• [Short exercise]:
Please count how many lines of the listing below contain the string "stem", including lines where it appears inside a longer word, and reply with only that number.

• [Data for the task]:
────

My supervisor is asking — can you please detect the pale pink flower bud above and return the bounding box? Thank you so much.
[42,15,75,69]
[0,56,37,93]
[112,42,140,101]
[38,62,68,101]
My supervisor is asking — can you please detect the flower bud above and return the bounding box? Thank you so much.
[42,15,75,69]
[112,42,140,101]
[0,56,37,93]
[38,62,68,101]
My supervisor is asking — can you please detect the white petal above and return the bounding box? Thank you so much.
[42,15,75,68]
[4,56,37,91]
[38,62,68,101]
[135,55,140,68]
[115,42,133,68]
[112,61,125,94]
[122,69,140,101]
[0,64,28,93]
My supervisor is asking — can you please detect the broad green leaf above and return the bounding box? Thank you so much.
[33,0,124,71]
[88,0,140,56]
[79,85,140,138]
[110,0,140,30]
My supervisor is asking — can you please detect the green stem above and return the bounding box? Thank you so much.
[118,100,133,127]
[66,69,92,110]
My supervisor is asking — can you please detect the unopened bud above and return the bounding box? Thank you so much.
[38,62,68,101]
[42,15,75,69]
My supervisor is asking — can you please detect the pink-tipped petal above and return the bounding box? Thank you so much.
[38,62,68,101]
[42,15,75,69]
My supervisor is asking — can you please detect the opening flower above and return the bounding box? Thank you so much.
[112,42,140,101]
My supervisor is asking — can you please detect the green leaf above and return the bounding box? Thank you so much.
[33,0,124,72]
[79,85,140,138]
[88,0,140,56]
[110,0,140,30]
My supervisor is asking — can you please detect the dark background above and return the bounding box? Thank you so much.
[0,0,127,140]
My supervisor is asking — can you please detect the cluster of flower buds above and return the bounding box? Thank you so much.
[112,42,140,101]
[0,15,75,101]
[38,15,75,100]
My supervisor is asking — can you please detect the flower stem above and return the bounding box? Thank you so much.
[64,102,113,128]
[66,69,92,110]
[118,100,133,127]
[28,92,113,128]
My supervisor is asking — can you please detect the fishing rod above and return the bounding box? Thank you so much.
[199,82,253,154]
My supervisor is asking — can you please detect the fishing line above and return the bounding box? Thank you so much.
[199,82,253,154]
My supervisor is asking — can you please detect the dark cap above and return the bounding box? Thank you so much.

────

• [Correct output]:
2